What you have to do
Copy the data below line for line, changing nothing.

#### Available data ####

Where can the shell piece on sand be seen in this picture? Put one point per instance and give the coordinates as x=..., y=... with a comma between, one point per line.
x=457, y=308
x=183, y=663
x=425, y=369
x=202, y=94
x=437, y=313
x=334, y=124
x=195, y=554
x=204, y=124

####

Expected output
Where can the shell piece on sand be seen in this picture? Put one point per instance and give the coordinates as x=..., y=... with a comma between, one point per line.
x=457, y=308
x=183, y=663
x=425, y=369
x=202, y=94
x=437, y=313
x=334, y=124
x=195, y=554
x=204, y=124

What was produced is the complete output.